• Exercise details
Repeat the items below word for word, from their first line through the line that contains "point(87, 30)", including both of those lines.

** START Input **

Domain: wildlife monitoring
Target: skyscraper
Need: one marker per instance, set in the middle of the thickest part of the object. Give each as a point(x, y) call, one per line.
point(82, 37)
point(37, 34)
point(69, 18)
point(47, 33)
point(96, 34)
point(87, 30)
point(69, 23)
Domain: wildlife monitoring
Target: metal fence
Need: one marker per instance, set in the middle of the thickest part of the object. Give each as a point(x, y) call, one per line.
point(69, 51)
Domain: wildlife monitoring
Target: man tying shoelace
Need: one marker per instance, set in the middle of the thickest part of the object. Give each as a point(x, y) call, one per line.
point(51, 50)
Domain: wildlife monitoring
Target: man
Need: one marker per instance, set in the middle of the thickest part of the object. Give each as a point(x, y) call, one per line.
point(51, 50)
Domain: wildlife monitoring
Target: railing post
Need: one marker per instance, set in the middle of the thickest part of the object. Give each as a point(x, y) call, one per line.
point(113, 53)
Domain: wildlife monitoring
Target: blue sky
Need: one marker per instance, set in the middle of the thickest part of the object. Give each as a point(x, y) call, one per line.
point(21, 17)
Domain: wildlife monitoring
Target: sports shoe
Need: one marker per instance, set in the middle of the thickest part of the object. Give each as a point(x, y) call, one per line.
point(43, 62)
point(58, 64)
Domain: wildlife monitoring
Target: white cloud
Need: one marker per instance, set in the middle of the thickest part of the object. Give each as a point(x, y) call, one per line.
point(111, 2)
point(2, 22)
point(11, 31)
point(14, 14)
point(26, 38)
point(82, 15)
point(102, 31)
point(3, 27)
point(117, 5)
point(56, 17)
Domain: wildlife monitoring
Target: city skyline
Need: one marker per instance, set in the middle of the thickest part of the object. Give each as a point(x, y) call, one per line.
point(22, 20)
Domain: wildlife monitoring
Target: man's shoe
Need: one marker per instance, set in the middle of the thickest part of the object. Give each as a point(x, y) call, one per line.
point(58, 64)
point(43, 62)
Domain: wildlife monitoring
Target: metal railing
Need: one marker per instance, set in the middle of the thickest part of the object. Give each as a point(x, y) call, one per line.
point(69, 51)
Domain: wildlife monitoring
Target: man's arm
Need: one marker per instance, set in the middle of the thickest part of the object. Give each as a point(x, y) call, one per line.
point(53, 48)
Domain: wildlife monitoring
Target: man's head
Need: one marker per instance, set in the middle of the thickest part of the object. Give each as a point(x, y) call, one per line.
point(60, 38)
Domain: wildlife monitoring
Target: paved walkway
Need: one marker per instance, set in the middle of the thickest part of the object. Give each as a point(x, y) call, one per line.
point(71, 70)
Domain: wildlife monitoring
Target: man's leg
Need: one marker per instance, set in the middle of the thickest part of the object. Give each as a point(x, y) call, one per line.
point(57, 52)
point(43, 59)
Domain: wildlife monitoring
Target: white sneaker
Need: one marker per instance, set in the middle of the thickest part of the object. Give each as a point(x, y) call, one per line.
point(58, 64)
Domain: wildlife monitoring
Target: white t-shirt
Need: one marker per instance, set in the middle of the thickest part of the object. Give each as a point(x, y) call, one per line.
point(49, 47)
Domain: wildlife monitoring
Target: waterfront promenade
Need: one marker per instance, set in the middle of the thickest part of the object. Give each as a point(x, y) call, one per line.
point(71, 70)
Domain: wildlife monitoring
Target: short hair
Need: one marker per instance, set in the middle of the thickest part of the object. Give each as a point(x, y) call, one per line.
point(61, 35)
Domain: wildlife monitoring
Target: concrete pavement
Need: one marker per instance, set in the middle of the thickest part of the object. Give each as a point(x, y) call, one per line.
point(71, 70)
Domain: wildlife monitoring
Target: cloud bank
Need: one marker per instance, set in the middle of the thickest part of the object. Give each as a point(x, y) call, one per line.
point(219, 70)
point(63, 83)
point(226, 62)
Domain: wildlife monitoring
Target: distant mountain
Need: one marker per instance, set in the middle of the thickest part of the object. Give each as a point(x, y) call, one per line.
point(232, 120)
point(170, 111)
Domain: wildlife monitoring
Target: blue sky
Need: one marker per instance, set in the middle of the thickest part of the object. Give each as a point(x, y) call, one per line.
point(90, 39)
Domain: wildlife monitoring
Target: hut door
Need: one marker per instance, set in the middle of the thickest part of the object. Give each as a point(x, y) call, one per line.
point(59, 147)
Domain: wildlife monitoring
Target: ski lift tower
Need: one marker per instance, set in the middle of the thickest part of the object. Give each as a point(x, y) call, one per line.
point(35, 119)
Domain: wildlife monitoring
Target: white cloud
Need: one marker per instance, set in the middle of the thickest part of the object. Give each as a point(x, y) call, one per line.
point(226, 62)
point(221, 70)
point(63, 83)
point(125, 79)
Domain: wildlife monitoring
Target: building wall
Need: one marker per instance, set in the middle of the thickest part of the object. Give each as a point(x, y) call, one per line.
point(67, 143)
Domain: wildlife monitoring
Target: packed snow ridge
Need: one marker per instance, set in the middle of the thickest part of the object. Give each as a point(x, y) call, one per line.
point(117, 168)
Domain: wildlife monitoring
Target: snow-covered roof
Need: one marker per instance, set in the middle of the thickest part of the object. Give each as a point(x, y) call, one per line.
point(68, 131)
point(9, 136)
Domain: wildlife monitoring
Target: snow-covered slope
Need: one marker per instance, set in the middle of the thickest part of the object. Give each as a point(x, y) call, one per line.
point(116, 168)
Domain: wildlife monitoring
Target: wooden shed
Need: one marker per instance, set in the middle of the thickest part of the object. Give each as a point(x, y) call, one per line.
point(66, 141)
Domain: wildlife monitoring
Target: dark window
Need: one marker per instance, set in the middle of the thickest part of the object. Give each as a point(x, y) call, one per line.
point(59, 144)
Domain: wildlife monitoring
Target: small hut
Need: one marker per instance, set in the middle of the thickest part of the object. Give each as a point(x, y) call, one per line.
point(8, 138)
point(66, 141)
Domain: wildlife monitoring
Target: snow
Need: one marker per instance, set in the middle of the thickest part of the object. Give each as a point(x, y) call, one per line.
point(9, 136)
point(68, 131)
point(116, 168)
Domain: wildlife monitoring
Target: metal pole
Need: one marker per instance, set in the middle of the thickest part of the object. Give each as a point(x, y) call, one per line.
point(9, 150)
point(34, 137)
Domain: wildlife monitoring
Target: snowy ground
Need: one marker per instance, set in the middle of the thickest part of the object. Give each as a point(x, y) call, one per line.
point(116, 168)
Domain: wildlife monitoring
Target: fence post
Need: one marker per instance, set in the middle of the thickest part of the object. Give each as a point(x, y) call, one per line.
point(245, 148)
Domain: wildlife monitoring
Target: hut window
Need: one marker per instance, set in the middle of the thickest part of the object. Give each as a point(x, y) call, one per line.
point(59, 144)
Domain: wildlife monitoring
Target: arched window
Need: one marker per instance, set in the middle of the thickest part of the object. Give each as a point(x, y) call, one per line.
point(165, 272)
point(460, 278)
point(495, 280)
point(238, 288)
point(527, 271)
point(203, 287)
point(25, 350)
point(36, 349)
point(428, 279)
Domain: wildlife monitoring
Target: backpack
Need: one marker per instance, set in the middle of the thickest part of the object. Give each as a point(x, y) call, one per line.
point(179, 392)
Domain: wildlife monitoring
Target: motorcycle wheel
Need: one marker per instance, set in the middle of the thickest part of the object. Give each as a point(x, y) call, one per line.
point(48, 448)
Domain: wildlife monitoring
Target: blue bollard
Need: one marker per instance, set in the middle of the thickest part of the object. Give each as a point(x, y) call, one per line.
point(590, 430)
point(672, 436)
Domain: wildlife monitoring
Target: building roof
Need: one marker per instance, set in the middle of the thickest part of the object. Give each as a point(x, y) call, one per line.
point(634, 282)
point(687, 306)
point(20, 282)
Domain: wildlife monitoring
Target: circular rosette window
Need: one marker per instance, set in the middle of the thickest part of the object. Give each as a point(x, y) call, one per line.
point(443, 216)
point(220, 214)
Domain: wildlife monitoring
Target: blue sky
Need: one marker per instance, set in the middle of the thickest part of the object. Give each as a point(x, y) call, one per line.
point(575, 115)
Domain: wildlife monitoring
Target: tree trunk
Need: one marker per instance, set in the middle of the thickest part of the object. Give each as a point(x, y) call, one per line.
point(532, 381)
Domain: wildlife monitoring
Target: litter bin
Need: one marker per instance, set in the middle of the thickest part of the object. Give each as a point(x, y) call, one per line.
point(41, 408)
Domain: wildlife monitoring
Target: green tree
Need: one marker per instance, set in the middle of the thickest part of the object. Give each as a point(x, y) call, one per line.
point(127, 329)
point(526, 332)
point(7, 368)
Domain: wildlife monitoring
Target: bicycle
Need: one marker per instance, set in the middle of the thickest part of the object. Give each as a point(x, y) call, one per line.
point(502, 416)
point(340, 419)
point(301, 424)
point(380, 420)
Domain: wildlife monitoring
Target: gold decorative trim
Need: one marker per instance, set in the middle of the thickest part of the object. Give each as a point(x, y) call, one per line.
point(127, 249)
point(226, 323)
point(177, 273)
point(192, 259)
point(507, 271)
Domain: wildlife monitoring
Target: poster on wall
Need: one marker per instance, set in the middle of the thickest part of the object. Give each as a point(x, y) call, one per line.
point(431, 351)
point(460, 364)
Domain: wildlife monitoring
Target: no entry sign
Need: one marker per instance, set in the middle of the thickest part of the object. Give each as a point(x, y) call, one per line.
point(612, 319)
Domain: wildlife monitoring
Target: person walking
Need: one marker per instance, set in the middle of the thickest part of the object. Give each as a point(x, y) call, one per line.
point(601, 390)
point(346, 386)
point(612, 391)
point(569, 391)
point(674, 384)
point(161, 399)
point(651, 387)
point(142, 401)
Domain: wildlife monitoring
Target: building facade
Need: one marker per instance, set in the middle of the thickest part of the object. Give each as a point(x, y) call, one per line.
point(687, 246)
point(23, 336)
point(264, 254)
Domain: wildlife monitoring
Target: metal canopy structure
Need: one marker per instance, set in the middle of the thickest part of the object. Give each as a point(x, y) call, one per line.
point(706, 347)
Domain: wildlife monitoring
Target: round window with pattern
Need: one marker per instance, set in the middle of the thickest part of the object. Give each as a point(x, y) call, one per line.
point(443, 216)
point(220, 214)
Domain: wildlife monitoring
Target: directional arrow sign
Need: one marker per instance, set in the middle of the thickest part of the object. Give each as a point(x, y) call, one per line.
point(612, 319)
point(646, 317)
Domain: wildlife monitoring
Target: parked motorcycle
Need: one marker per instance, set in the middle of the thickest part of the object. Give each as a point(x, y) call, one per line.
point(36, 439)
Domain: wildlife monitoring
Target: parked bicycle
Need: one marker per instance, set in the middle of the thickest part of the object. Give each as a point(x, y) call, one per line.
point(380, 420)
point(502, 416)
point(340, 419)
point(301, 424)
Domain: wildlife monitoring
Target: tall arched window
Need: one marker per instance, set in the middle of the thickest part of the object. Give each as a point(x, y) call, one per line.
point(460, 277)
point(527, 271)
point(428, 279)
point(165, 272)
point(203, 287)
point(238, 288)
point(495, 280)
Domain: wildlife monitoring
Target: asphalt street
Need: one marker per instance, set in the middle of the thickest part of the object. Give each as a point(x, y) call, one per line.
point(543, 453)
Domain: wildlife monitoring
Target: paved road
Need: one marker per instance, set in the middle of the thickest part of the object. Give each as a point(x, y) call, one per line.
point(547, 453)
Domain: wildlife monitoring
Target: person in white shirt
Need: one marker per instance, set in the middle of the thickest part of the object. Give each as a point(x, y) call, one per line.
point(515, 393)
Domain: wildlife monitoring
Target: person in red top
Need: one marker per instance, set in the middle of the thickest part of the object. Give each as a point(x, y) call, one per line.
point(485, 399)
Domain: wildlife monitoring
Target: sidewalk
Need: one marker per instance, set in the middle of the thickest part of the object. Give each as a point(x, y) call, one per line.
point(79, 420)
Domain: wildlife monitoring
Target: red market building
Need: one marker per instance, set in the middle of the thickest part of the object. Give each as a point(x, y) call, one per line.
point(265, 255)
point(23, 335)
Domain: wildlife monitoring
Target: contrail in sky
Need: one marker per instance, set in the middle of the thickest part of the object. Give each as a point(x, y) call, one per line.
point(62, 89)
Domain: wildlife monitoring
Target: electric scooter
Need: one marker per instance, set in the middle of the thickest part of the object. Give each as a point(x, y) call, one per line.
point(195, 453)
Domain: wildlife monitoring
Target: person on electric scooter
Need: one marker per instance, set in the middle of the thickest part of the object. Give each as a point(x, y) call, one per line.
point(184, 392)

** END Input **

• Result for this task
Domain: wildlife monitoring
Target: skyscraper
Need: one marker per instance, set in the middle of the thickest part of the object. Give each as a point(x, y) call, one per line.
point(82, 37)
point(37, 34)
point(69, 18)
point(47, 33)
point(96, 34)
point(87, 30)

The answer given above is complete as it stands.